DEINE AUFGABEN:
a – Wer hatte sich laut dem Text über die Asyldebatte so aggressiv geäußert, dass sich der Schreiber zu einer Anzeige wegen Volksverhetzung genötigt sah?
b – Schreib den Text über die Asyldebatte weiter, und zwar direkt nach seinem letzten Satz.

LESETEXT:
════════

Den Schalter einfach umgelegt: Von Volksverhetzung auf Willkommenskultur. – Eine gelungene Machtdemonstration der Meinungsführer.
Anfang der 1990er Jahre tobte in D. eine Asyldebatte. Als MdB mit Sympathien für die Bewahrung des Asylrechts wurde ich eines Tages von einer Anruferin aus heiterem Himmel übel beschimpft. Das war offensichtlich die Reaktion auf eine Sendung des Bayerischen Rundfunks gegen Asylbewerber – mit Filmaufnahmen von einer gegen einen bayerischen Schlagbaum anstürmenden Menge von Ausländern. Der Bayerische Ministerpräsident Streibl hatte sich zur gleichen Zeit so aggressiv geäußert, dass ich mich zu einer Anzeige wegen Volksverhetzung genötigt sah. Jetzt ist alles anders. Jetzt haben die Meinungsführer umgeschaltet, noch nicht alle Bayerischen, aber insgesamt schon. Jetzt sind wir bewundernswert gastfreundlich. Der NachDenkSeiten-Leser Joachim Schappert findet das bemerkenswert. Albrecht Müller
Seine Mail von heute Nacht ist lesenswert:
„mit großem Interesse lese ich seit langem Ihre erhellenden Beiträge zum Thema “Meinungsmache” – vielen Dank dafür. Ich möchte Sie gerne auf ein Thema hinweisen, das (zumindest nach meiner Wahrnehmung) bisher etwas stiefmütterlich behandelt wird: die Meinungsmache in Richtung “refugees welcome”.
Für deutsche Politiker und Meinungsmacher ist es ein alter Hut, über die Ausländer-/Islamisten-/”Asylanten”-Schiene dem geneigten Publikum alles mögliche aufzuschwätzen – von der eher harmlosen Autobahnmaut bis zum “Krieg gegen den Terror” mit all seinen Freiheits-einschränkenden und auch grausamen Konsequenzen. Spätestens in den letzten Wochen scheint jedoch irgendwie angekommen zu sein, dass man das Aufrühren von brauner National-Soße aktuell besser unterlassen sollte. Denn wenn diese Soße überkocht, wird es für alle gefährlich – auch für die Köche.

════════

VORLIEGENDE DATEN:
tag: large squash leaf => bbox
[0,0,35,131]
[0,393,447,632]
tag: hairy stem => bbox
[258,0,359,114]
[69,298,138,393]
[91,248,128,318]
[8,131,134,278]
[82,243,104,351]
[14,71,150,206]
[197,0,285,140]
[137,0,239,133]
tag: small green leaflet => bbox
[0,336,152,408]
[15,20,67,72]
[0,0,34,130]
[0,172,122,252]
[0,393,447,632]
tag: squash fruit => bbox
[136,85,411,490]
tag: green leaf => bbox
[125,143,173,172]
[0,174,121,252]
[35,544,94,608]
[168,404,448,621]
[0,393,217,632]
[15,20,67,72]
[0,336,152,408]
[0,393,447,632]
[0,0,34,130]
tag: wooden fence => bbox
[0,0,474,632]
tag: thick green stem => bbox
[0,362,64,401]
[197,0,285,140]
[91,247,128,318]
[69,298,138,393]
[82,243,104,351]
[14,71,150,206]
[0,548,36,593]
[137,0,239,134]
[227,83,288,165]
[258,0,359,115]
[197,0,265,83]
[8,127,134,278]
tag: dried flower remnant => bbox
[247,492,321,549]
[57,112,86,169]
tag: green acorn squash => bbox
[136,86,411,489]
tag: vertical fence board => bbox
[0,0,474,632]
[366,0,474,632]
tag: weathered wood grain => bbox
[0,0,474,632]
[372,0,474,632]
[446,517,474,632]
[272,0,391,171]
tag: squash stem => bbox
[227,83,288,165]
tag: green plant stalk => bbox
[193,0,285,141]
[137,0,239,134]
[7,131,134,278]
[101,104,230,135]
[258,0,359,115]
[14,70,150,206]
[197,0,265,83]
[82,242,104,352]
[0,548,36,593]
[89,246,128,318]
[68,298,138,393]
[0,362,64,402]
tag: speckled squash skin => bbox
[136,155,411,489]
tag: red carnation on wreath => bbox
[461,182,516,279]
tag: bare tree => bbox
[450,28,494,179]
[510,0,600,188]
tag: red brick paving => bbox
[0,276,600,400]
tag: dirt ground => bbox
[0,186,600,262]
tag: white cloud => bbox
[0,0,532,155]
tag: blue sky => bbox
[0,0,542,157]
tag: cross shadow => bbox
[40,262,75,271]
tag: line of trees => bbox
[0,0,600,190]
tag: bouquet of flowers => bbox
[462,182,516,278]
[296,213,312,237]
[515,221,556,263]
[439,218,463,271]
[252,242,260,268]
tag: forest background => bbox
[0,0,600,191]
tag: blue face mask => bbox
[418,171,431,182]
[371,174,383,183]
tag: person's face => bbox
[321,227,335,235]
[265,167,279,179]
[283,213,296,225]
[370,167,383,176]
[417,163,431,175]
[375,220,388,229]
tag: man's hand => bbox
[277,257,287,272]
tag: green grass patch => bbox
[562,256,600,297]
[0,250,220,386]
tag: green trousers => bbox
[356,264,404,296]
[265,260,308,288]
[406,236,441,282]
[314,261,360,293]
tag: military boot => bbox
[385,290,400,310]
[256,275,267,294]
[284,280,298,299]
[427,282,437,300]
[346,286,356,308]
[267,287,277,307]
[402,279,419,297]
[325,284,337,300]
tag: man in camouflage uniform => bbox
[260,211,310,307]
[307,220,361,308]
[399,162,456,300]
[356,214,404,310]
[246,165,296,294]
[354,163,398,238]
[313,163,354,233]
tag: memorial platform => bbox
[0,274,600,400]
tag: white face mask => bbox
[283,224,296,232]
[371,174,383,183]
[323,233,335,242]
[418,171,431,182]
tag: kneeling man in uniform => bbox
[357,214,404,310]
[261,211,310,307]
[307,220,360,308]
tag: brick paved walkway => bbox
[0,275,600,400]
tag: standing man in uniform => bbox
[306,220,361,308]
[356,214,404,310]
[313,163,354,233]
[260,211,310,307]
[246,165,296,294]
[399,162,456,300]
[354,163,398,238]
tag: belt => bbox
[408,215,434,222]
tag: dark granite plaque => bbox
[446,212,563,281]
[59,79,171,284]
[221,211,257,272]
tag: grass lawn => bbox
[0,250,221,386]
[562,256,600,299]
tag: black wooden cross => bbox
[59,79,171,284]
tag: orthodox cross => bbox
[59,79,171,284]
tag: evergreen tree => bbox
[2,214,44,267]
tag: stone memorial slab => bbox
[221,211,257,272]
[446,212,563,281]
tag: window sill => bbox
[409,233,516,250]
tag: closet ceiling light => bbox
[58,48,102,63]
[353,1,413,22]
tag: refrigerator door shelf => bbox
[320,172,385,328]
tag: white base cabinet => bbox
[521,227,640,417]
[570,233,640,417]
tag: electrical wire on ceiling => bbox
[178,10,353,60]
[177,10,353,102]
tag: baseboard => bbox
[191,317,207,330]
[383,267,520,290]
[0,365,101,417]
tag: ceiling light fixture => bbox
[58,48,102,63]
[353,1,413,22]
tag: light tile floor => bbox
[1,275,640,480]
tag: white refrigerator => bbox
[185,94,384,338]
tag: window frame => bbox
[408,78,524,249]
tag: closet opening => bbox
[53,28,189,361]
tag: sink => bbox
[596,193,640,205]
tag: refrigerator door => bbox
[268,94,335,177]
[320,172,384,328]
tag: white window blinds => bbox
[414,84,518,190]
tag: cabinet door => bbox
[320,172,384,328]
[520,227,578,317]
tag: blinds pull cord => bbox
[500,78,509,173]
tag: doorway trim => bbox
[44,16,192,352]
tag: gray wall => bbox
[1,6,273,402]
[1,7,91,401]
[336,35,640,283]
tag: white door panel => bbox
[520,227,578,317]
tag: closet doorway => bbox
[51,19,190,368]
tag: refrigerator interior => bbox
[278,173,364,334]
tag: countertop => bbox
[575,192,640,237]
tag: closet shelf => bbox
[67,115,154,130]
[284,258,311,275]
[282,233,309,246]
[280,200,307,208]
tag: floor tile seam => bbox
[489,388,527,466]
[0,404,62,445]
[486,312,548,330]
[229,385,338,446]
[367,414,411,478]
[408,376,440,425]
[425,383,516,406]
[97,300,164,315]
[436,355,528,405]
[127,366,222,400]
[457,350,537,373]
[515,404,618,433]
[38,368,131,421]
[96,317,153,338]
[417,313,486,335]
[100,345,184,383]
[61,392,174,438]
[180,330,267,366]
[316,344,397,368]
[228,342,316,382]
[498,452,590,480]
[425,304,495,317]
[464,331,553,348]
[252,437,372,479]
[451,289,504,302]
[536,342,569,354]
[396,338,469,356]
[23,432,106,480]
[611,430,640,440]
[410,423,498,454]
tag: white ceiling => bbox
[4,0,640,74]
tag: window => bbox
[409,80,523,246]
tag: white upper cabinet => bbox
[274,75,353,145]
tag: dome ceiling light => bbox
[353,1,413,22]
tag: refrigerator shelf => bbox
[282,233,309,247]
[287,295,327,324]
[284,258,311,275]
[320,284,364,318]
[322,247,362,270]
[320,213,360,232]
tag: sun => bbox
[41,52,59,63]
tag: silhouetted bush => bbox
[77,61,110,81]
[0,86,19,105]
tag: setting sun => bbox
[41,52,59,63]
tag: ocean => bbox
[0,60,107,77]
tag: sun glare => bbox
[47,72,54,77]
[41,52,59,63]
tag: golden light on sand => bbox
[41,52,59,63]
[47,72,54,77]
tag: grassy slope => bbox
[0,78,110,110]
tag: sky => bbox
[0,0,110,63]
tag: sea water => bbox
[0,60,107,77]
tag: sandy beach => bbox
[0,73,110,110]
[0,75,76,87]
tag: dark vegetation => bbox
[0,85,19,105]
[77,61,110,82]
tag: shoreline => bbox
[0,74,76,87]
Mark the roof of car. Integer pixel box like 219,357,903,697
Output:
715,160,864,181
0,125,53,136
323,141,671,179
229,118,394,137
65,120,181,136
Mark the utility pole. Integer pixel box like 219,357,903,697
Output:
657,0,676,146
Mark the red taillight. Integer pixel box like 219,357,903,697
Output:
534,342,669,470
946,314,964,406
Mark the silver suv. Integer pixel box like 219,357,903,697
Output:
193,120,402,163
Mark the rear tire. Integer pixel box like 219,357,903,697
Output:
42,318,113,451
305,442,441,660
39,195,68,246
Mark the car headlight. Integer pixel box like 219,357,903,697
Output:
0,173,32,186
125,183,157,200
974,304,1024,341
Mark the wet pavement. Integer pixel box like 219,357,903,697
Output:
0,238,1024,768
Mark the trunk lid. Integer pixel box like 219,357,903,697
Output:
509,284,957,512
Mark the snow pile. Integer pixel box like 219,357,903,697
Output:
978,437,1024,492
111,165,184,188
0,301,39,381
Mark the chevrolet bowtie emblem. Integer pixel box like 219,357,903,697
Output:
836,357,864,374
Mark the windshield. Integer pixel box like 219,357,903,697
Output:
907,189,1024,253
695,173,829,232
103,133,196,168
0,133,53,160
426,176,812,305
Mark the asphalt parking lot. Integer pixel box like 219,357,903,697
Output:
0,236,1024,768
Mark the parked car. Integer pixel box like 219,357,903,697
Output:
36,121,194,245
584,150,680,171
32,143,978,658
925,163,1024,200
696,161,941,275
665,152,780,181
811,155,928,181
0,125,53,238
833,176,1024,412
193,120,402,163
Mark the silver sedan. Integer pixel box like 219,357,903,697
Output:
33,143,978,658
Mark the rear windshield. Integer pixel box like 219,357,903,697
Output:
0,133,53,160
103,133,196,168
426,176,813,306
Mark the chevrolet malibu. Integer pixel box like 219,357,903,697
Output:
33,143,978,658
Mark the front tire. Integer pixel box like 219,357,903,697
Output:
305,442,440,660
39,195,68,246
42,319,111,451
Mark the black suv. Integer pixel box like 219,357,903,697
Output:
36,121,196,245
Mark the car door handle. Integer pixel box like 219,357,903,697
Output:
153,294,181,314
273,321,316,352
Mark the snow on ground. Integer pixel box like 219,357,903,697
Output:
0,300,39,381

════════

DIE ANTWORTEN:
a – Der Bayerische Ministerpräsident Streibl.

b –
Man muss kein Verschwörungstheoretiker sein, um es als konzertierte Aktion wahrzunehmen, wenn plötzlich und gleichzeitig aus nahezu allen medialen Rohren das Ausländer-/Islamisten-/”Asylanten”-Feuer weitgehend eingestellt wird und man auf breiter Medienfront unisono eine deutsche Willkommenskultur lanciert. Wer hätte vor zwei Monaten auch nur im Traum daran gedacht, dass die BILD-Zeitung “refugeeswelcome”-Sticker an ihre Leser verteilen würde?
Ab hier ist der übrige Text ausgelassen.